## START Dataset excerpts

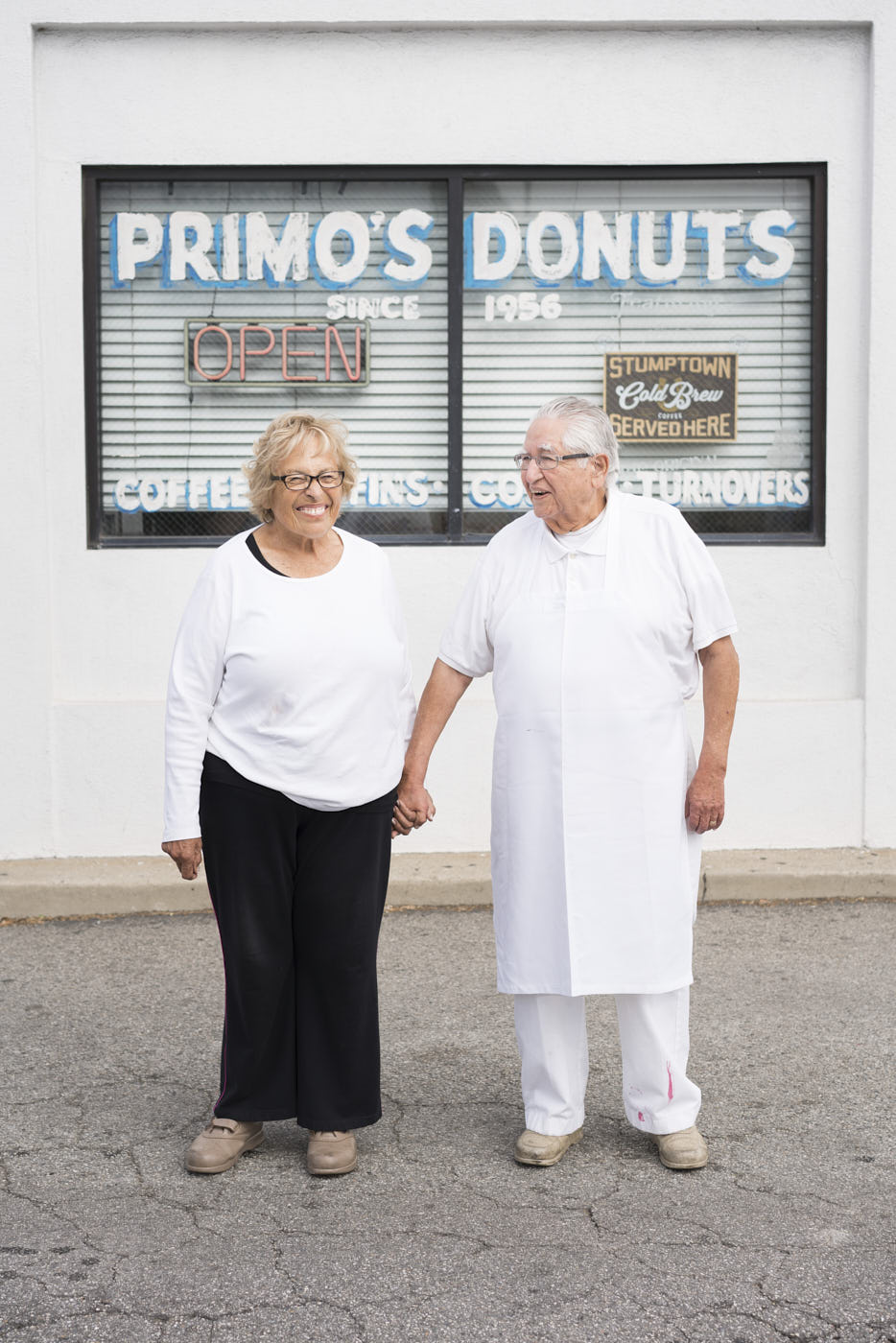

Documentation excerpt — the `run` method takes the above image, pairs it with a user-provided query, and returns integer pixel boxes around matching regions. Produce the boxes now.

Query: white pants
[513,987,700,1135]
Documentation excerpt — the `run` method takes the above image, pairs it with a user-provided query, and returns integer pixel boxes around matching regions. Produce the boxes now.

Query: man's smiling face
[521,419,608,531]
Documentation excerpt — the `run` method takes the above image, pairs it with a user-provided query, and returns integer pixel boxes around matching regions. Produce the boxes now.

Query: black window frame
[82,162,828,550]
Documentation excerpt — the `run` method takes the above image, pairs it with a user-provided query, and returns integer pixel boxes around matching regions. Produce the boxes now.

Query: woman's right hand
[392,779,436,839]
[162,838,202,881]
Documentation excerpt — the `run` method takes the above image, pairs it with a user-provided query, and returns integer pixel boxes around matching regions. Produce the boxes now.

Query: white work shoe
[513,1128,581,1166]
[650,1124,709,1171]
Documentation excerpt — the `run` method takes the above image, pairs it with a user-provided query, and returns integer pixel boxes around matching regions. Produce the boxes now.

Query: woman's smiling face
[270,434,342,541]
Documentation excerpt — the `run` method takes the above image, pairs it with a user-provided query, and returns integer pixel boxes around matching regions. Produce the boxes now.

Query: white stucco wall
[0,0,896,857]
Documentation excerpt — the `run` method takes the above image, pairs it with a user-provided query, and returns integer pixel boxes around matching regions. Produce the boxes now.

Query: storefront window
[84,167,825,545]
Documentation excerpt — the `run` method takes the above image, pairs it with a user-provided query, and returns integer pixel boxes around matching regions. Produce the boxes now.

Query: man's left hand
[685,766,725,836]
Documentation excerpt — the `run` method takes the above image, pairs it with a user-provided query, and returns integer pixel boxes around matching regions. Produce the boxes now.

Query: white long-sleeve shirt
[162,530,413,839]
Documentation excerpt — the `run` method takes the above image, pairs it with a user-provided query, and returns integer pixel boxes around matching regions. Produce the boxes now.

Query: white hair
[530,396,620,484]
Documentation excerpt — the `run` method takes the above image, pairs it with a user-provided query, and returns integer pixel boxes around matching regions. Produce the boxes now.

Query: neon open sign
[184,317,370,390]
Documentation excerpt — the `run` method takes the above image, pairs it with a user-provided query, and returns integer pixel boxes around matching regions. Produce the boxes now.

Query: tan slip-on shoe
[184,1115,265,1175]
[513,1128,581,1166]
[305,1128,357,1175]
[651,1124,709,1171]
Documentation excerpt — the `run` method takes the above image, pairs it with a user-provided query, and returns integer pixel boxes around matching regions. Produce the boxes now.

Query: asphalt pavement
[0,901,896,1343]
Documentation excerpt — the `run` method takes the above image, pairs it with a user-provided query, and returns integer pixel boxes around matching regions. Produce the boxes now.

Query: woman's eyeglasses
[271,471,345,493]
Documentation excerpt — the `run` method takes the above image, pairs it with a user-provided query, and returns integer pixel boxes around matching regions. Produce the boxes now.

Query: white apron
[489,491,701,994]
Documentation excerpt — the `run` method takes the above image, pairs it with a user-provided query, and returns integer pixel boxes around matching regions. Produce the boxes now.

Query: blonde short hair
[243,411,357,523]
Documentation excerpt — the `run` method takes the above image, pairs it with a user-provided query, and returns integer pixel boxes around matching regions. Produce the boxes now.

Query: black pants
[199,755,395,1129]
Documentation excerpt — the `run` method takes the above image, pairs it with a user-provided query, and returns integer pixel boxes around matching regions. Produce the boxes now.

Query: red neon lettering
[281,326,317,383]
[239,326,274,383]
[323,326,362,383]
[194,326,234,383]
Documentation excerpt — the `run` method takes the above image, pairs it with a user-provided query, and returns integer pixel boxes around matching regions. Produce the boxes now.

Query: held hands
[685,766,725,836]
[162,839,202,881]
[392,778,436,839]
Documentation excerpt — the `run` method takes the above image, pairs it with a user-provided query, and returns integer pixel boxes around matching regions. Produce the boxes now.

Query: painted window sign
[108,209,796,289]
[84,165,825,545]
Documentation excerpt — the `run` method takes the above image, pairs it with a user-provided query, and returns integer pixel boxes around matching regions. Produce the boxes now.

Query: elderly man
[397,396,738,1169]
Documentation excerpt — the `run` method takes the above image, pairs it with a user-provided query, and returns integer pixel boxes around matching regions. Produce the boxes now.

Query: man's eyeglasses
[513,453,591,471]
[271,471,345,491]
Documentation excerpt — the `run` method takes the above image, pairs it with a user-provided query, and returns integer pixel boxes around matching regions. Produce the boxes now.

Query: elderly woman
[397,396,738,1169]
[162,411,413,1175]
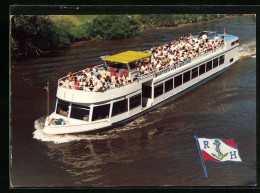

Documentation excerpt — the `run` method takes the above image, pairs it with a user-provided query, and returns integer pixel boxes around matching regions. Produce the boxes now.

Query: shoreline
[68,14,244,48]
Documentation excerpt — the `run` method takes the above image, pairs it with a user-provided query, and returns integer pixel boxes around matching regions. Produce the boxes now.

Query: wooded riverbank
[10,14,242,60]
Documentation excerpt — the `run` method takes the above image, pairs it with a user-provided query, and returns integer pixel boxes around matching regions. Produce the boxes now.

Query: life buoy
[120,72,128,78]
[109,69,116,77]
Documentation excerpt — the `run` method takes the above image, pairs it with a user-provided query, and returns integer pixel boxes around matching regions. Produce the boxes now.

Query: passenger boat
[43,31,239,134]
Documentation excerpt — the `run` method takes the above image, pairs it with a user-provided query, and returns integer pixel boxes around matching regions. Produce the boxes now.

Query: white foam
[239,40,256,58]
[33,117,118,144]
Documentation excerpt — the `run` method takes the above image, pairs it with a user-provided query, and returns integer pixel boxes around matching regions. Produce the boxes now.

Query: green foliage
[11,14,238,59]
[92,15,139,40]
[11,16,57,56]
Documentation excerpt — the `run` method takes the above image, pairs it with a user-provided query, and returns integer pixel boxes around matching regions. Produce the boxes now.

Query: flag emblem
[194,136,242,177]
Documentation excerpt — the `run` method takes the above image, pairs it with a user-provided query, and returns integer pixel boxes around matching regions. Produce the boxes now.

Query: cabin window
[154,84,163,98]
[112,99,128,116]
[183,71,190,84]
[199,64,205,75]
[165,79,173,92]
[129,94,141,110]
[191,67,198,79]
[213,58,218,68]
[219,55,225,65]
[174,74,182,88]
[56,99,70,117]
[206,60,212,72]
[142,85,152,98]
[70,104,90,121]
[92,104,110,121]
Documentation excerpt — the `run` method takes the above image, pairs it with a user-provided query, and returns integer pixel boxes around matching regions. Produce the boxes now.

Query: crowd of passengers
[59,67,135,91]
[59,34,224,91]
[137,34,224,74]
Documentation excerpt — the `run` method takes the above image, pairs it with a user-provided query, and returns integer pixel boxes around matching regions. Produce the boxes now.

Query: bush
[92,15,139,40]
[11,16,60,57]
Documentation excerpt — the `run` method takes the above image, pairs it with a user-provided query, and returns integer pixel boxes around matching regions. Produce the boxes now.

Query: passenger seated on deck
[49,118,57,125]
[93,75,102,91]
[55,118,64,125]
[93,67,100,77]
[133,72,139,81]
[74,77,80,90]
[214,33,218,42]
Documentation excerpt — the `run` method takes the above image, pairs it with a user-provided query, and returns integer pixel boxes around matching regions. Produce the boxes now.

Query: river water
[10,16,256,187]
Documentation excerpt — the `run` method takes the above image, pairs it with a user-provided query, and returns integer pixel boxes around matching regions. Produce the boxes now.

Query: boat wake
[239,40,256,58]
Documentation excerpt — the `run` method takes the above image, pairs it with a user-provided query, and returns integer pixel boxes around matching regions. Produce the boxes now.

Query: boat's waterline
[43,59,239,135]
[43,31,239,134]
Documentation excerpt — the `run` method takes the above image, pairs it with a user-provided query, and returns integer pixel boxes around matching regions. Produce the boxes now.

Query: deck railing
[58,45,224,92]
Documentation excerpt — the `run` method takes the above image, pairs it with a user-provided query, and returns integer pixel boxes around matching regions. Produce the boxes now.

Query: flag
[194,136,242,178]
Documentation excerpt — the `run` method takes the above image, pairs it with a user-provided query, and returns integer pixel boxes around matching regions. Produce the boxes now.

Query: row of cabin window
[56,94,141,121]
[231,40,238,46]
[154,55,225,98]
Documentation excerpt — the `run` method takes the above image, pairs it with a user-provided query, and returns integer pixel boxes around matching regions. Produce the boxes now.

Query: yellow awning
[102,51,152,64]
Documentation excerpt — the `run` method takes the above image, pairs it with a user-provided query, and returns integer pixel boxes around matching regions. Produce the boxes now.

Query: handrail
[58,45,224,92]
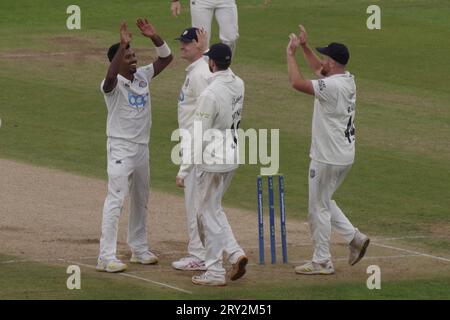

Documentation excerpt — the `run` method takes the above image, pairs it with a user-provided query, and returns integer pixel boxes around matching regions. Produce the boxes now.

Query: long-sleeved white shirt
[178,69,245,179]
[178,57,212,130]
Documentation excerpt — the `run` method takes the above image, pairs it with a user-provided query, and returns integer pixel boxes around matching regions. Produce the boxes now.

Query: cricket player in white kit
[170,0,239,52]
[287,26,370,275]
[97,18,173,272]
[172,28,212,271]
[176,43,248,286]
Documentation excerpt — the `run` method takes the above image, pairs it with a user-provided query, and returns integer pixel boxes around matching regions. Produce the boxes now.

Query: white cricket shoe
[172,256,206,271]
[130,251,158,264]
[295,260,334,275]
[230,255,248,281]
[95,259,128,273]
[348,229,370,266]
[192,271,227,286]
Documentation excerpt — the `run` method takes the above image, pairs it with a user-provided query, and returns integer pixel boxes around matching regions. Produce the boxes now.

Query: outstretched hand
[120,21,131,46]
[170,1,181,18]
[298,24,308,46]
[136,18,156,38]
[196,28,208,52]
[286,33,300,56]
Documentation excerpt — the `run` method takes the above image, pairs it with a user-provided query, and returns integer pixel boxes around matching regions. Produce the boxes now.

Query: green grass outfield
[0,0,450,299]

## END Dataset excerpts

Given exercise »
Show every line above that contains the word "white", matching case exactly.

Solution »
Query: white pants
Query: white work shoe
Query: white stucco wall
Query: white long-sleeve shirt
Query: white hair
Query: white apron
Query: white foam
Query: long-sleeved white shirt
Query: cricket player in white kit
Query: white cricket shoe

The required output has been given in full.